YOUR INSTRUCTIONS:
Rewrite the lines from the one containing "label the small tree, a point per instance." through the end of the entries, changing "sneaker" to "running shoe" and leaving everything else unchanged. Give back only those lines.

Some records
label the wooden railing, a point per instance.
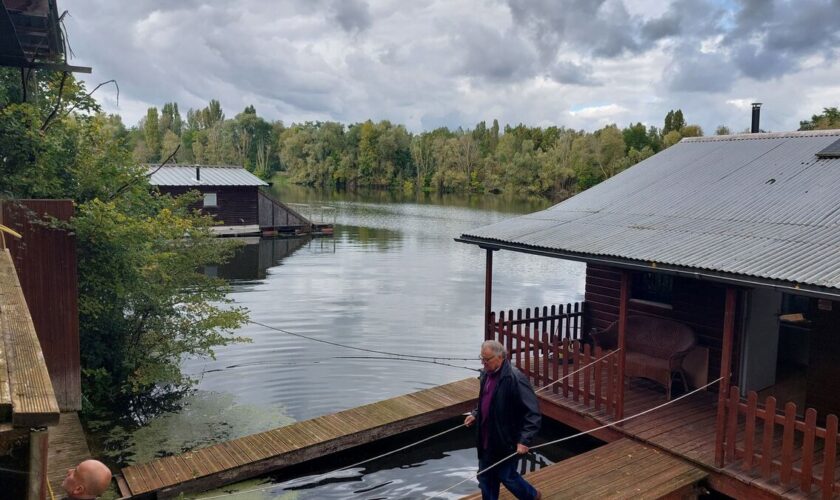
(778, 446)
(546, 345)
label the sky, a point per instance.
(581, 64)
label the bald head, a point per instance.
(89, 479)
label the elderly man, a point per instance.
(508, 418)
(89, 479)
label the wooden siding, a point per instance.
(275, 214)
(45, 260)
(235, 205)
(699, 304)
(823, 383)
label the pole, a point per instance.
(38, 451)
(623, 305)
(725, 369)
(488, 294)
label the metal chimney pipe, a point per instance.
(756, 117)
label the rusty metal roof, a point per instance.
(31, 36)
(210, 175)
(757, 205)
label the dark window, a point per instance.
(210, 200)
(652, 287)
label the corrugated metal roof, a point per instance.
(211, 175)
(758, 205)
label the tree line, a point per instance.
(551, 161)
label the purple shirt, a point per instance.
(490, 383)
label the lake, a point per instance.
(391, 278)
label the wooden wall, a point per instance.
(275, 214)
(235, 205)
(823, 381)
(45, 261)
(697, 303)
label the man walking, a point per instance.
(508, 418)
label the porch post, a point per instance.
(488, 293)
(622, 344)
(725, 372)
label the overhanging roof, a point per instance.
(210, 175)
(31, 36)
(757, 209)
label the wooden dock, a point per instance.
(621, 469)
(26, 391)
(258, 454)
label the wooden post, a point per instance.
(38, 451)
(488, 294)
(623, 305)
(725, 369)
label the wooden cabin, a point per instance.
(233, 196)
(736, 238)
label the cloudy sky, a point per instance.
(427, 63)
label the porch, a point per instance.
(747, 447)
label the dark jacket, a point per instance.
(514, 413)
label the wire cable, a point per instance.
(374, 351)
(579, 434)
(328, 474)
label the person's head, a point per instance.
(493, 354)
(89, 479)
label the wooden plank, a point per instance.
(67, 447)
(33, 398)
(250, 456)
(622, 469)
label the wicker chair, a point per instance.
(656, 348)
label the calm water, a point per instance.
(392, 279)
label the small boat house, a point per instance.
(713, 263)
(233, 196)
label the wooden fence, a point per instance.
(547, 345)
(778, 446)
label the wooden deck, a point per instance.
(26, 391)
(685, 429)
(68, 447)
(621, 469)
(250, 456)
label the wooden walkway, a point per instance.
(254, 455)
(68, 447)
(26, 392)
(621, 469)
(685, 428)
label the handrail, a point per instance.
(741, 441)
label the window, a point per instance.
(653, 287)
(209, 200)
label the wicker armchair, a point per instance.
(656, 348)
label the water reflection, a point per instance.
(392, 278)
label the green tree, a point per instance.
(152, 135)
(143, 301)
(828, 119)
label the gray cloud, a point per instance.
(599, 27)
(694, 71)
(352, 15)
(494, 55)
(770, 39)
(455, 62)
(574, 74)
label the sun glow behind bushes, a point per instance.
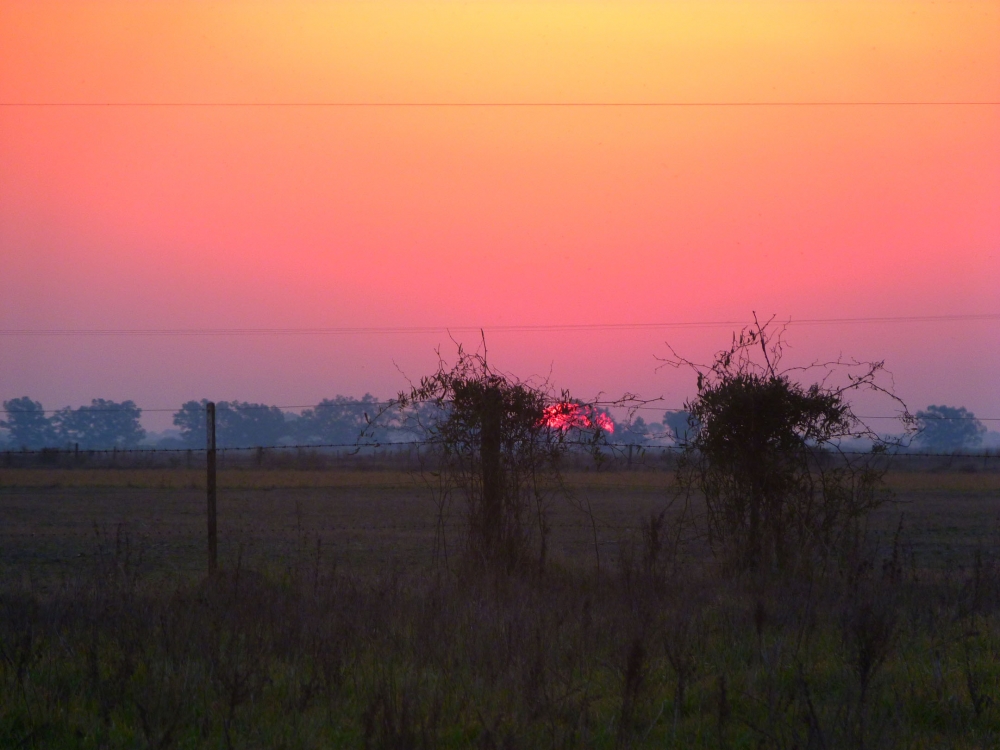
(567, 414)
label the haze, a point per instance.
(220, 190)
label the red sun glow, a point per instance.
(566, 414)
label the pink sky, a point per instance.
(309, 216)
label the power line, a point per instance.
(499, 104)
(377, 445)
(516, 328)
(362, 404)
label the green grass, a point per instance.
(331, 625)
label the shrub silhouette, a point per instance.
(493, 447)
(765, 453)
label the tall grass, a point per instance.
(658, 650)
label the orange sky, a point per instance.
(271, 216)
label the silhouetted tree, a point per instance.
(341, 419)
(242, 424)
(103, 424)
(948, 428)
(190, 420)
(497, 443)
(27, 424)
(237, 424)
(760, 453)
(679, 424)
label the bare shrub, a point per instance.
(764, 452)
(492, 444)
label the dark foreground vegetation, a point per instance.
(753, 607)
(657, 651)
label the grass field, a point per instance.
(332, 626)
(376, 518)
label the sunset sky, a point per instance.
(207, 165)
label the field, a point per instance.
(334, 623)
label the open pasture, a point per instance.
(370, 519)
(329, 626)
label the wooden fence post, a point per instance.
(213, 549)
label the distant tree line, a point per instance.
(110, 424)
(342, 419)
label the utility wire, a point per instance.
(372, 330)
(376, 445)
(495, 104)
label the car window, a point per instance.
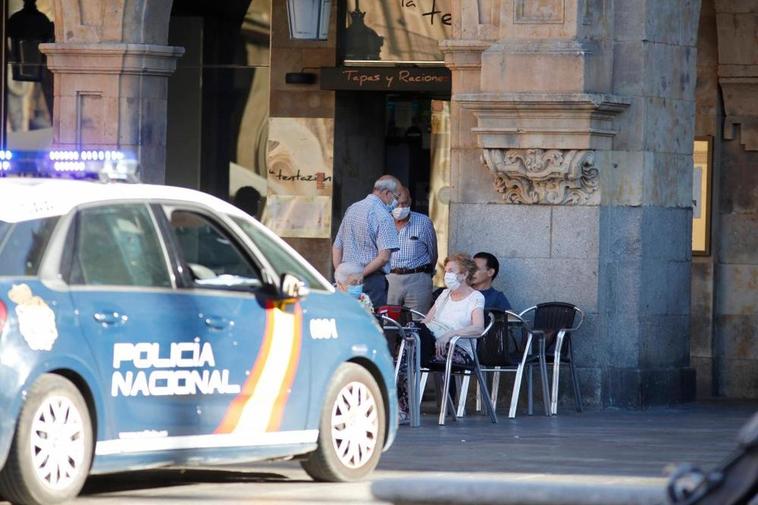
(23, 244)
(210, 253)
(118, 245)
(280, 259)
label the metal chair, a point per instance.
(554, 323)
(451, 369)
(500, 351)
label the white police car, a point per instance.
(149, 326)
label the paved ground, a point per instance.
(630, 447)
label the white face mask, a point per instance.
(451, 281)
(400, 213)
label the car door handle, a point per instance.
(216, 322)
(110, 318)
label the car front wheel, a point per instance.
(52, 448)
(352, 428)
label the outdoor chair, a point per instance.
(554, 323)
(505, 348)
(450, 369)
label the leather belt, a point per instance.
(417, 270)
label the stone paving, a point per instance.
(628, 448)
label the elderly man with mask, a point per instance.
(367, 236)
(412, 266)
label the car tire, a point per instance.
(352, 427)
(51, 452)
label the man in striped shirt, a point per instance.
(412, 266)
(367, 236)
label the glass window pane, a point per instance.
(281, 260)
(23, 244)
(212, 256)
(118, 245)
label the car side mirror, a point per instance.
(291, 287)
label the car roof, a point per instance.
(24, 198)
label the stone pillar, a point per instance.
(111, 64)
(583, 126)
(736, 243)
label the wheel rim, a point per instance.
(355, 425)
(57, 442)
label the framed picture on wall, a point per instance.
(701, 196)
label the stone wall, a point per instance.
(708, 122)
(583, 113)
(724, 290)
(111, 67)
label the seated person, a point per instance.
(457, 311)
(349, 279)
(487, 268)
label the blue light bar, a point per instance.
(103, 165)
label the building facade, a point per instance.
(564, 136)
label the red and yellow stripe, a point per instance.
(259, 407)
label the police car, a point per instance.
(150, 326)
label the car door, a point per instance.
(150, 358)
(256, 340)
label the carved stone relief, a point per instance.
(544, 176)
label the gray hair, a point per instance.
(345, 270)
(386, 183)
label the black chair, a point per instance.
(505, 348)
(553, 323)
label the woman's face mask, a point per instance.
(400, 213)
(451, 281)
(355, 290)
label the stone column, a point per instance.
(111, 64)
(583, 126)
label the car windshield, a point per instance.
(23, 244)
(281, 260)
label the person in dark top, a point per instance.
(487, 268)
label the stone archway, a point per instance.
(111, 62)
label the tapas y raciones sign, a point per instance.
(431, 79)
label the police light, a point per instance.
(102, 165)
(5, 160)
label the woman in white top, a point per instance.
(459, 310)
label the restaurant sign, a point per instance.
(430, 79)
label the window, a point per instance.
(213, 258)
(118, 245)
(23, 244)
(281, 260)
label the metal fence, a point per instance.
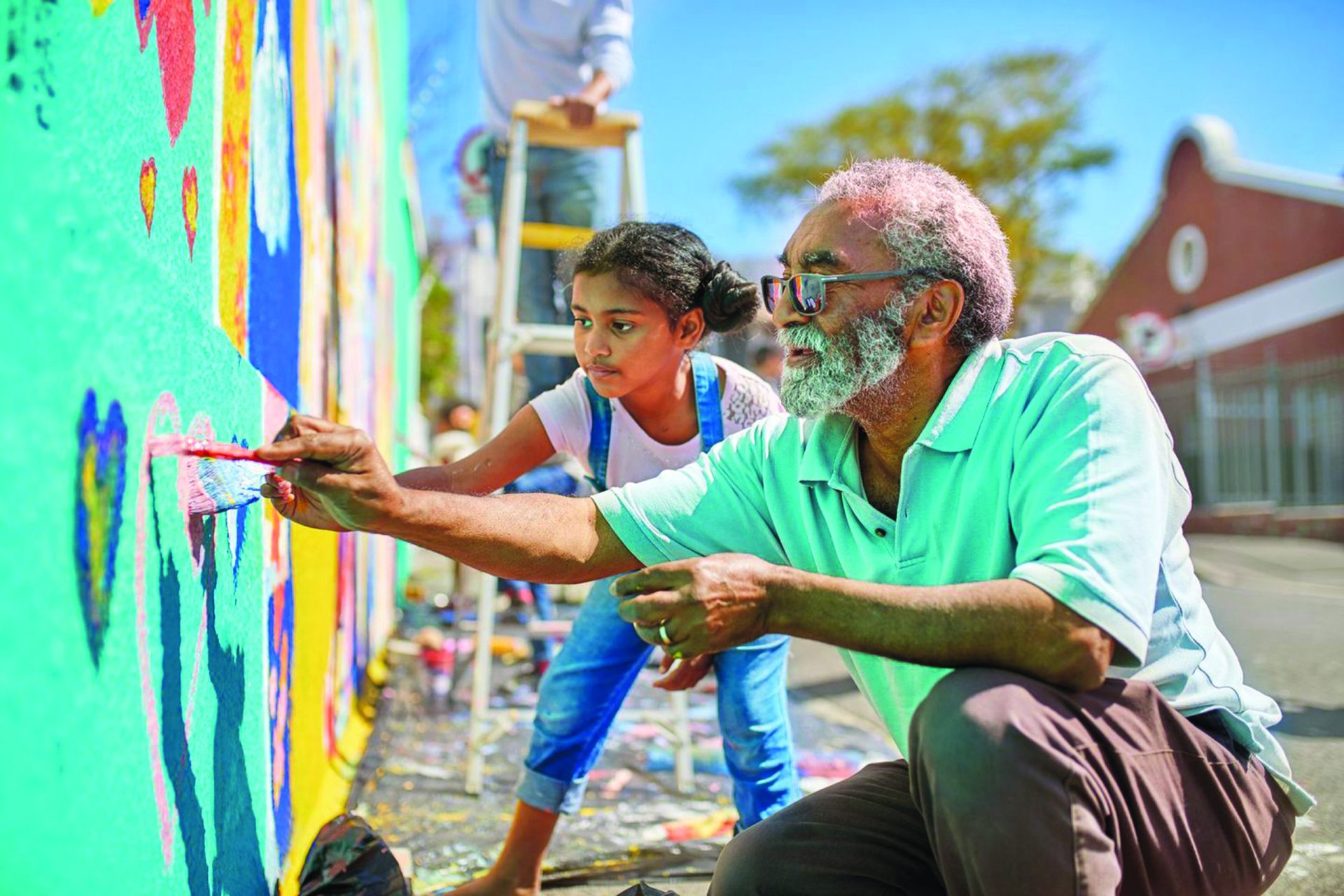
(1269, 434)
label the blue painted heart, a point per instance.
(100, 485)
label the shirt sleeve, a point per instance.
(713, 505)
(566, 416)
(1091, 496)
(606, 41)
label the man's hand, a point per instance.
(581, 109)
(339, 479)
(686, 673)
(705, 605)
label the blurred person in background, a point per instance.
(768, 363)
(575, 54)
(991, 530)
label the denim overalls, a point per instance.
(588, 681)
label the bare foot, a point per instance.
(495, 886)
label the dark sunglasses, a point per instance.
(808, 292)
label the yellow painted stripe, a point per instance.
(554, 237)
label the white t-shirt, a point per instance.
(635, 456)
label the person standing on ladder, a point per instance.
(575, 54)
(644, 402)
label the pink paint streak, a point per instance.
(164, 407)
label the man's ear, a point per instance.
(690, 330)
(937, 311)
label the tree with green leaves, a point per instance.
(1011, 128)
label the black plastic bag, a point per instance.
(349, 859)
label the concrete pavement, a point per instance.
(1281, 603)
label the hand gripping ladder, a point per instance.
(536, 124)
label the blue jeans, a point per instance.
(564, 187)
(588, 681)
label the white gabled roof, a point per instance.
(1218, 148)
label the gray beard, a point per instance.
(855, 360)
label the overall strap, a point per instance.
(600, 435)
(708, 410)
(708, 413)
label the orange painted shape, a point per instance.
(190, 206)
(234, 150)
(148, 181)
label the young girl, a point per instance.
(643, 400)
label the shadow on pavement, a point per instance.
(1306, 720)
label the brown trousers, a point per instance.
(1014, 786)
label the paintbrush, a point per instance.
(225, 477)
(204, 449)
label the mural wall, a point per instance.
(203, 226)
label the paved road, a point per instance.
(1292, 647)
(1281, 603)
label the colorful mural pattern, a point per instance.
(217, 656)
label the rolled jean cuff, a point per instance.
(552, 794)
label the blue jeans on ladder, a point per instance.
(564, 187)
(590, 678)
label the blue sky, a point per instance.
(715, 80)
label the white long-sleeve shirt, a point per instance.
(539, 49)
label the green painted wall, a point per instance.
(203, 225)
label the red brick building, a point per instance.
(1231, 298)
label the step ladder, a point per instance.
(537, 124)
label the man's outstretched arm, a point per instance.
(339, 481)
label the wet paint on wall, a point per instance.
(175, 169)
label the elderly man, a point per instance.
(990, 530)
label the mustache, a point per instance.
(806, 336)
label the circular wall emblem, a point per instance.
(1187, 260)
(1148, 337)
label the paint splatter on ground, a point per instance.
(634, 824)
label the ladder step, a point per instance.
(536, 628)
(539, 339)
(549, 127)
(554, 237)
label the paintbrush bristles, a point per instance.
(225, 485)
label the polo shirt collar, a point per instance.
(956, 421)
(828, 442)
(953, 426)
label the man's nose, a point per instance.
(784, 314)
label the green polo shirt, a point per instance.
(1047, 461)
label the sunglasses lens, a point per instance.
(772, 288)
(808, 293)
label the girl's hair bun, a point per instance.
(729, 300)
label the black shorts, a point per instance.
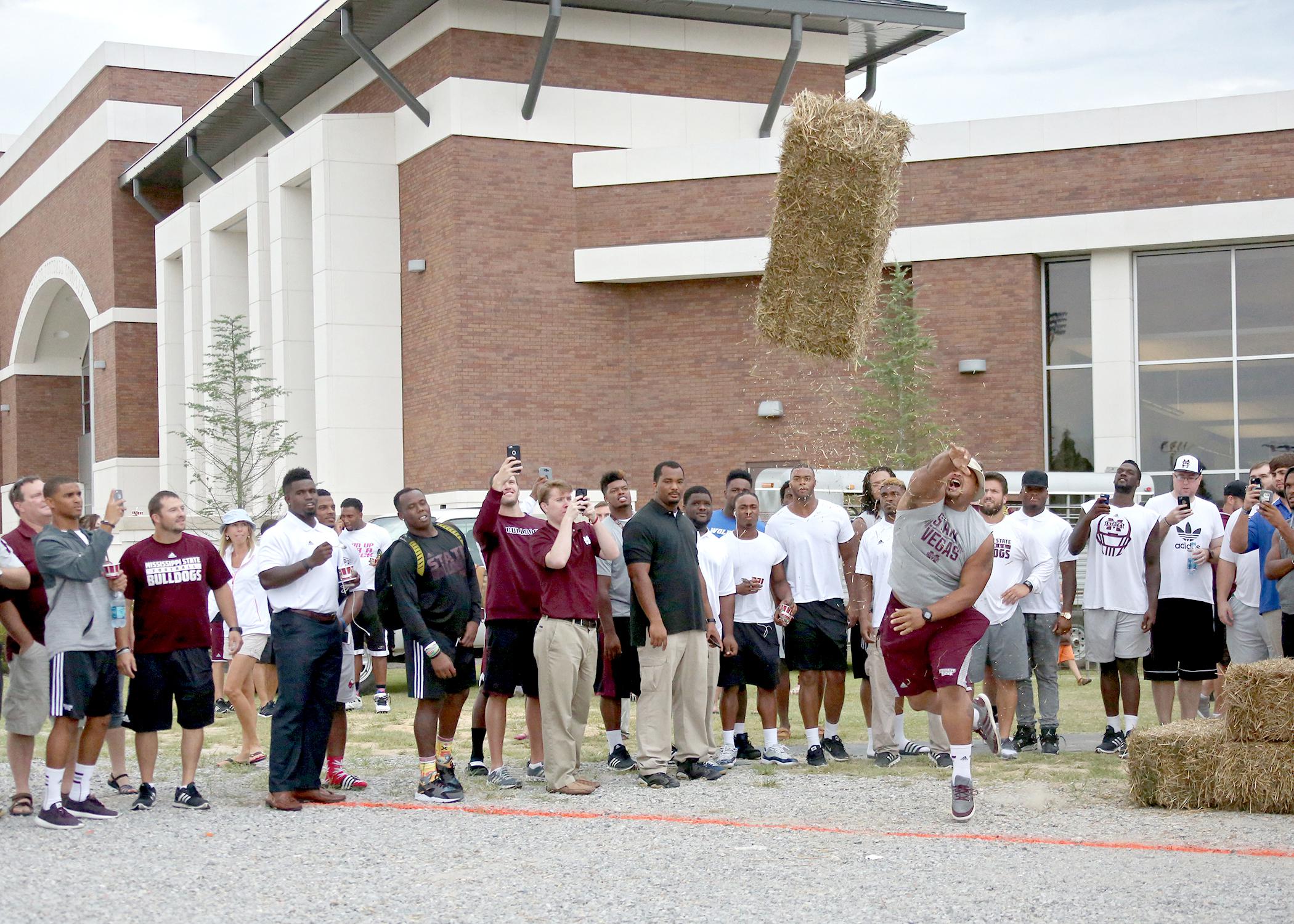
(423, 683)
(620, 677)
(818, 637)
(858, 654)
(756, 659)
(84, 684)
(183, 676)
(1183, 645)
(509, 660)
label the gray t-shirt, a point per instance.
(929, 549)
(619, 572)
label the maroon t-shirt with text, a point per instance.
(570, 592)
(169, 585)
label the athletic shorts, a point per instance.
(423, 683)
(84, 684)
(937, 655)
(1006, 647)
(26, 702)
(510, 655)
(1112, 634)
(1183, 645)
(620, 677)
(369, 633)
(858, 654)
(183, 676)
(756, 659)
(818, 636)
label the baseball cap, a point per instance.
(1033, 479)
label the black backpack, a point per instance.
(387, 610)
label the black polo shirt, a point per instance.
(668, 544)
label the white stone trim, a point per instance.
(121, 55)
(114, 121)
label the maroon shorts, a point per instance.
(936, 655)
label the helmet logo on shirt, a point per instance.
(1113, 535)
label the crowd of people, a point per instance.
(678, 606)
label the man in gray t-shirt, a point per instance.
(942, 559)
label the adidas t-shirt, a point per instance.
(1201, 529)
(1116, 559)
(169, 584)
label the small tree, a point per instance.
(235, 444)
(901, 422)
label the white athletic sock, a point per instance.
(81, 782)
(54, 787)
(961, 760)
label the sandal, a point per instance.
(122, 788)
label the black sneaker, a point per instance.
(147, 799)
(89, 808)
(835, 748)
(1112, 743)
(1025, 738)
(695, 769)
(659, 780)
(619, 760)
(189, 798)
(744, 750)
(57, 818)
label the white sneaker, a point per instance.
(778, 753)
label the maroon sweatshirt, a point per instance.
(511, 576)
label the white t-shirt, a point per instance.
(1052, 532)
(755, 558)
(716, 563)
(289, 543)
(1116, 559)
(813, 549)
(1248, 569)
(1201, 529)
(367, 546)
(1016, 554)
(874, 557)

CORRECT ANSWER:
label the small tree, a point per instance.
(235, 444)
(901, 422)
label the white athletic sock, a point per instance.
(81, 782)
(54, 787)
(961, 760)
label the sandal, a point per instance.
(122, 788)
label the black running shoe, a point per instance.
(147, 799)
(89, 808)
(835, 748)
(1112, 743)
(1025, 738)
(695, 769)
(659, 780)
(619, 760)
(189, 798)
(744, 750)
(57, 818)
label the white running shoe, a point per instance.
(778, 753)
label the maroon sweatshirt, a point per instance.
(511, 576)
label the white t-shirt, a point per instance.
(1052, 532)
(755, 558)
(716, 563)
(289, 543)
(1116, 559)
(813, 549)
(1248, 569)
(1201, 529)
(367, 546)
(1016, 554)
(874, 557)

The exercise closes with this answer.